▸ Selected extract:
<<<<
This was long expected because there are still a lot of places where 3G technology was the only cellular signal available to rural customers living in remote areas. There were also a lot of people still happy with 3G flip phones even where 4G was available. Some of these customers will likely come back with 4G phones, but many might be angry with Verizon for cutting them off and go elsewhere.

Verizon has been trying to shut down the 3G network for at least five years. Its original plans got delayed due to discussions with the FCC and then got further delayed because of the pandemic – it didn’t seem like a good idea to cut folks dead when cellular stores were shuttered.

This change was inevitable. The bandwidth that can be delivered on the 3G networks is tiny. Most of you remember when you used 3G and a flip phone to check the weather and sports scores. Cellular carriers want to repurpose the spectrum used for 3G to support 4G and 5G. This is something that is inevitable – technologies become obsolete and have to be upgraded or replaced. The 3G transition is particularly abrupt, because the only possible transition is to cut the 3G signal dead, and 3G phones become bricks.

All of the technologies used for broadband and telecom eventually become obsolete. I remember when we used ISDN to deliver 128 Kbps broadband to businesses. I remember working with n-carrier and other technologies for creating data connections between central offices. Telephone switches took up a big room instead of being housed inside a small computer. The earlier version of DOCSIS technology were largely abandoned and upgraded to new technology. BPON became GPON and is now becoming XGS-PON.
>>>>
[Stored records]
<<<<
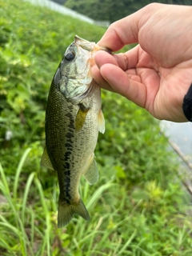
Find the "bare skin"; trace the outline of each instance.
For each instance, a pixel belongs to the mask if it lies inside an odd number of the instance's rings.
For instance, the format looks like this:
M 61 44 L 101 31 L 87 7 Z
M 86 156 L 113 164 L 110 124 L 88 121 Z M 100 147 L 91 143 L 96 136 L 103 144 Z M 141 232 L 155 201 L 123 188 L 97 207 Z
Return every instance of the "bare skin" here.
M 192 6 L 150 4 L 110 26 L 98 45 L 125 54 L 95 54 L 92 74 L 158 119 L 186 122 L 182 101 L 192 82 Z

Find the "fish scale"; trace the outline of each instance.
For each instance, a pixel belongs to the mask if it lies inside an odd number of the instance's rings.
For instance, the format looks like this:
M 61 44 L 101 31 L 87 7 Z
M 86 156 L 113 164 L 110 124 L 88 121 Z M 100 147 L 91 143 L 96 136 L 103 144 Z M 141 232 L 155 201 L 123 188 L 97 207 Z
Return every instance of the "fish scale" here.
M 78 186 L 83 174 L 90 184 L 98 179 L 94 151 L 98 131 L 104 132 L 101 89 L 90 75 L 93 54 L 103 50 L 78 36 L 67 48 L 50 89 L 46 110 L 46 148 L 42 165 L 57 171 L 59 185 L 58 226 L 74 214 L 90 215 Z

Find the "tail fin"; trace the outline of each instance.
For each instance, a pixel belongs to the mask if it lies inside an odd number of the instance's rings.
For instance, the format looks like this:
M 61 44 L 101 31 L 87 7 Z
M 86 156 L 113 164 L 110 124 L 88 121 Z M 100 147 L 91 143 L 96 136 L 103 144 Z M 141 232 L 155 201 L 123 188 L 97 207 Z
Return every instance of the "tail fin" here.
M 59 200 L 58 227 L 61 228 L 68 224 L 74 214 L 82 216 L 86 221 L 90 220 L 90 214 L 82 199 L 75 205 L 66 205 Z

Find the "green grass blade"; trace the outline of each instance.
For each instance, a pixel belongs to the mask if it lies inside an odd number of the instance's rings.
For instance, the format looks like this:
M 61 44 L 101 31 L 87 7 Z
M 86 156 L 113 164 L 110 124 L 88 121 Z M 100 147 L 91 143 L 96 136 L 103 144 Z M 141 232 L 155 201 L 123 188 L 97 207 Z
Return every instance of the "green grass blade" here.
M 16 174 L 15 174 L 15 178 L 14 178 L 14 198 L 16 200 L 17 199 L 17 191 L 18 191 L 18 178 L 23 166 L 23 164 L 27 158 L 28 154 L 31 150 L 31 148 L 28 148 L 25 150 L 19 163 L 18 166 L 18 168 L 16 170 Z

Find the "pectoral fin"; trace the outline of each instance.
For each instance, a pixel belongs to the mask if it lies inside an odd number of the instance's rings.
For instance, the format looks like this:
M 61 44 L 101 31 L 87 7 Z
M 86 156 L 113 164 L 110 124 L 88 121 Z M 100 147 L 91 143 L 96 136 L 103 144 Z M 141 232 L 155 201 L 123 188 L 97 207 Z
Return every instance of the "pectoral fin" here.
M 84 173 L 84 176 L 89 184 L 93 185 L 98 180 L 98 170 L 97 162 L 94 160 L 94 154 L 90 159 L 88 167 Z
M 41 166 L 54 170 L 52 163 L 51 163 L 50 159 L 48 154 L 47 154 L 46 147 L 45 147 L 44 151 L 42 155 Z
M 76 119 L 75 119 L 75 130 L 76 130 L 76 131 L 79 131 L 82 128 L 89 110 L 90 110 L 89 107 L 86 107 L 82 103 L 79 104 L 79 110 L 78 111 Z
M 102 110 L 100 110 L 98 112 L 98 130 L 100 131 L 100 133 L 104 134 L 105 130 L 105 118 L 102 114 Z

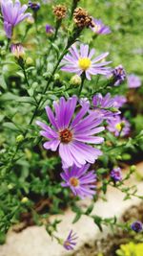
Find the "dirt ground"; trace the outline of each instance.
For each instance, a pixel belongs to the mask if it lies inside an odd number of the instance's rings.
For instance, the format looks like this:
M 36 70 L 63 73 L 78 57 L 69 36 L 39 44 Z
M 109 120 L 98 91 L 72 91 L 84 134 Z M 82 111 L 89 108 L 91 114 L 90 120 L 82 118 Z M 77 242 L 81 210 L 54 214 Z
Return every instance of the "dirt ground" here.
M 143 174 L 143 163 L 137 165 L 137 172 Z M 130 185 L 137 183 L 138 195 L 143 193 L 143 182 L 136 181 L 133 176 L 130 180 Z M 104 218 L 120 218 L 123 213 L 131 206 L 140 203 L 140 199 L 133 198 L 131 200 L 123 200 L 123 194 L 114 188 L 110 188 L 107 193 L 108 201 L 98 200 L 93 208 L 92 214 L 100 215 Z M 89 204 L 89 201 L 80 202 L 81 207 Z M 14 233 L 10 230 L 7 237 L 5 244 L 0 246 L 0 256 L 94 256 L 95 241 L 105 238 L 109 233 L 108 228 L 104 232 L 99 232 L 96 225 L 87 216 L 83 216 L 75 224 L 72 224 L 74 213 L 68 210 L 64 216 L 56 216 L 56 219 L 62 220 L 58 226 L 57 236 L 65 239 L 69 230 L 72 229 L 78 234 L 78 243 L 74 252 L 66 252 L 64 248 L 51 241 L 44 227 L 31 226 L 23 230 L 21 233 Z M 51 217 L 54 220 L 55 217 Z M 112 255 L 111 255 L 112 256 Z

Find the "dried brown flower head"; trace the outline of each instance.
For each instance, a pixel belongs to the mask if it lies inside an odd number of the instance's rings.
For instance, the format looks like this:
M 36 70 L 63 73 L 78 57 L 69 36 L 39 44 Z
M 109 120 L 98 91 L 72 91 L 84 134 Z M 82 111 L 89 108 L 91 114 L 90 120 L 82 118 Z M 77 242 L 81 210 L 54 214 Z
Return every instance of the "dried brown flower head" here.
M 93 27 L 92 17 L 88 12 L 82 8 L 76 8 L 73 12 L 73 20 L 78 28 Z
M 63 19 L 66 17 L 67 8 L 62 5 L 57 5 L 53 7 L 53 14 L 57 19 Z

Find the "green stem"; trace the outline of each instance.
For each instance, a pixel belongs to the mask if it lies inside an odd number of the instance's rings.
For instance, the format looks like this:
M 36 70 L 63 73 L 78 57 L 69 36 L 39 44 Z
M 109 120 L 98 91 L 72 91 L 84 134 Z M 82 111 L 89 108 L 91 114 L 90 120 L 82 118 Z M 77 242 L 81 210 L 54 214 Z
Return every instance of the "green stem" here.
M 26 72 L 25 66 L 22 67 L 22 70 L 23 70 L 23 74 L 24 74 L 24 76 L 25 76 L 25 80 L 26 80 L 26 82 L 27 82 L 27 84 L 28 84 L 28 87 L 30 88 L 31 85 L 30 85 L 30 83 L 29 83 L 29 80 L 28 80 L 28 76 L 27 76 L 27 72 Z
M 85 79 L 86 79 L 86 75 L 85 75 L 85 72 L 83 72 L 82 75 L 81 75 L 81 85 L 80 85 L 80 88 L 79 88 L 78 97 L 80 97 L 80 94 L 82 92 Z
M 72 12 L 71 12 L 71 15 L 70 15 L 70 20 L 72 20 L 72 15 L 73 15 L 74 10 L 75 10 L 76 7 L 77 7 L 77 4 L 78 4 L 78 1 L 77 1 L 77 0 L 72 0 Z

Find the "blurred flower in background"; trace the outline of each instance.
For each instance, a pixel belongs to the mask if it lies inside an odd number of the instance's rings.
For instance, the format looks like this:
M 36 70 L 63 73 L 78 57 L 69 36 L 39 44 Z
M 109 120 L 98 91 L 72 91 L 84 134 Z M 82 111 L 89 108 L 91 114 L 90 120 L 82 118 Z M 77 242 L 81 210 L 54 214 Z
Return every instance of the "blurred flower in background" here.
M 54 32 L 53 27 L 51 27 L 50 24 L 46 24 L 45 29 L 47 34 L 52 34 Z
M 79 196 L 81 199 L 85 198 L 92 198 L 95 195 L 95 181 L 96 175 L 94 171 L 90 171 L 87 173 L 90 165 L 84 165 L 81 168 L 75 165 L 69 169 L 64 169 L 61 174 L 61 177 L 65 181 L 62 183 L 63 187 L 70 187 L 75 196 Z
M 113 179 L 113 181 L 121 181 L 122 180 L 122 172 L 119 167 L 115 167 L 112 170 L 110 174 L 111 177 Z
M 139 233 L 143 231 L 143 223 L 139 221 L 136 221 L 131 224 L 131 228 L 136 233 Z
M 112 111 L 112 109 L 116 106 L 116 102 L 114 101 L 114 98 L 112 98 L 110 93 L 107 93 L 105 96 L 102 96 L 101 93 L 95 94 L 92 98 L 92 105 L 93 111 L 100 114 L 106 120 L 120 113 L 118 109 L 115 109 L 116 111 Z
M 122 65 L 112 69 L 112 75 L 113 77 L 115 86 L 120 85 L 126 79 L 126 73 Z
M 76 234 L 73 234 L 72 230 L 70 231 L 68 238 L 65 240 L 63 246 L 67 250 L 72 250 L 76 245 L 77 237 Z
M 97 35 L 111 34 L 111 30 L 108 26 L 104 25 L 101 19 L 95 19 L 92 17 L 93 26 L 90 27 Z
M 130 132 L 131 125 L 126 118 L 121 118 L 119 115 L 107 121 L 107 129 L 114 133 L 117 136 L 126 136 Z
M 114 107 L 122 107 L 124 104 L 127 103 L 127 98 L 123 95 L 116 95 L 115 97 L 113 97 L 114 103 L 113 105 Z
M 110 73 L 111 68 L 107 67 L 107 65 L 112 61 L 104 61 L 104 58 L 109 55 L 109 53 L 101 54 L 100 56 L 92 58 L 95 54 L 95 50 L 92 49 L 90 51 L 89 45 L 87 44 L 81 44 L 79 51 L 76 46 L 73 45 L 69 51 L 70 54 L 66 55 L 63 58 L 62 64 L 64 66 L 61 70 L 75 73 L 78 76 L 85 73 L 88 80 L 91 80 L 91 75 L 100 74 L 106 76 Z
M 23 58 L 25 56 L 25 50 L 21 43 L 11 44 L 10 51 L 11 54 L 17 58 Z
M 134 74 L 131 74 L 127 77 L 128 87 L 129 88 L 137 88 L 141 86 L 140 78 L 135 76 Z

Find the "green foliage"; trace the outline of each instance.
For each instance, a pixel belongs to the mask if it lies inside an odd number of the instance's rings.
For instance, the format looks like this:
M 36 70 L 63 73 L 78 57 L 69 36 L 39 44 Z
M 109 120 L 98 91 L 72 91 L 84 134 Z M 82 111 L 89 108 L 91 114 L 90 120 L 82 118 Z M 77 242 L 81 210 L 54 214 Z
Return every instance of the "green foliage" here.
M 70 15 L 71 0 L 52 2 L 67 5 Z M 97 53 L 109 51 L 112 67 L 122 63 L 127 73 L 135 73 L 142 79 L 142 1 L 81 0 L 80 4 L 91 15 L 102 18 L 112 33 L 97 36 L 93 40 L 92 32 L 86 29 L 72 41 L 89 43 Z M 80 81 L 75 82 L 75 78 L 71 74 L 60 71 L 60 60 L 67 53 L 67 44 L 72 35 L 72 21 L 70 22 L 67 16 L 55 40 L 52 35 L 46 35 L 46 23 L 55 27 L 51 4 L 41 5 L 36 26 L 33 24 L 28 30 L 25 21 L 15 28 L 14 41 L 22 42 L 26 48 L 24 65 L 19 65 L 10 53 L 3 24 L 0 23 L 0 243 L 5 242 L 5 234 L 21 220 L 22 213 L 29 213 L 36 224 L 46 222 L 50 235 L 56 231 L 60 222 L 47 222 L 50 215 L 61 213 L 68 206 L 72 206 L 75 212 L 73 222 L 82 215 L 87 215 L 92 218 L 101 231 L 103 225 L 108 224 L 112 228 L 117 222 L 115 217 L 108 220 L 92 216 L 93 204 L 86 210 L 80 209 L 76 205 L 78 198 L 73 198 L 68 189 L 61 187 L 62 167 L 59 157 L 42 148 L 35 121 L 43 119 L 48 123 L 44 107 L 47 105 L 52 107 L 52 102 L 61 96 L 69 98 L 77 95 L 81 83 Z M 88 97 L 92 102 L 95 92 L 110 92 L 112 96 L 130 94 L 127 82 L 122 86 L 110 87 L 106 79 L 97 76 L 92 77 L 92 81 L 85 82 L 81 96 Z M 122 109 L 122 113 L 132 124 L 132 137 L 121 139 L 107 130 L 103 132 L 105 143 L 101 150 L 104 154 L 92 167 L 96 170 L 100 184 L 94 201 L 102 197 L 101 194 L 105 198 L 109 186 L 123 192 L 124 199 L 132 197 L 142 198 L 137 195 L 135 185 L 124 185 L 124 181 L 133 174 L 132 169 L 118 184 L 113 184 L 109 177 L 113 166 L 120 165 L 121 161 L 128 162 L 133 155 L 143 151 L 142 95 L 142 88 L 133 92 L 131 96 L 133 96 L 133 101 Z M 43 219 L 46 221 L 43 221 Z M 125 224 L 120 227 L 127 226 Z
M 116 250 L 118 256 L 143 256 L 143 244 L 129 243 L 121 244 L 120 248 Z

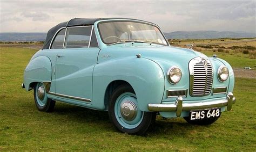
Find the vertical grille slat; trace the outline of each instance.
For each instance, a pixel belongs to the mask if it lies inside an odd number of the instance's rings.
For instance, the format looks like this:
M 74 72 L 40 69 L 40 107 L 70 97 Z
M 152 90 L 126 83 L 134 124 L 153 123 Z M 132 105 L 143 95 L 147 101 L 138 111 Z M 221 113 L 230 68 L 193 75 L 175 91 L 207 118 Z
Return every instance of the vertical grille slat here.
M 189 63 L 190 73 L 190 93 L 192 96 L 204 96 L 211 93 L 213 71 L 211 62 L 197 57 Z

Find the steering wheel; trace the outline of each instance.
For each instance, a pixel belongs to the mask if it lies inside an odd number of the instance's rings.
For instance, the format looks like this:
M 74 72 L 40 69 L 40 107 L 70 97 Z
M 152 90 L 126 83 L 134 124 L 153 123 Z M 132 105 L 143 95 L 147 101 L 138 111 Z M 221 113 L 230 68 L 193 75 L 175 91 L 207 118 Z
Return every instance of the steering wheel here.
M 121 39 L 119 38 L 118 38 L 116 36 L 109 36 L 109 37 L 106 37 L 105 39 L 103 39 L 103 40 L 104 40 L 104 41 L 106 41 L 106 40 L 107 40 L 108 39 L 110 39 L 110 38 L 116 38 L 118 40 L 118 41 L 122 41 Z

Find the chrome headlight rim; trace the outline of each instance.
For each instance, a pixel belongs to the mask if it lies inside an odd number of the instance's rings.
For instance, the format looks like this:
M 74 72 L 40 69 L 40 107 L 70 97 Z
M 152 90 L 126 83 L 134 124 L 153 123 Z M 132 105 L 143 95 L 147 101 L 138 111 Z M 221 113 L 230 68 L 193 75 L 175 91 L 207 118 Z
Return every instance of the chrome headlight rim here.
>>>>
▸ What you need to do:
Print the piece on Verizon's 3G shutdown from "This was long" up to and including "stores were shuttered.". Nothing in the listing is needed for this work.

▸ Written solution:
This was long expected because there are still a lot of places where 3G technology was the only cellular signal available to rural customers living in remote areas. There were also a lot of people still happy with 3G flip phones even where 4G was available. Some of these customers will likely come back with 4G phones, but many might be angry with Verizon for cutting them off and go elsewhere.

Verizon has been trying to shut down the 3G network for at least five years. Its original plans got delayed due to discussions with the FCC and then got further delayed because of the pandemic – it didn’t seem like a good idea to cut folks dead when cellular stores were shuttered.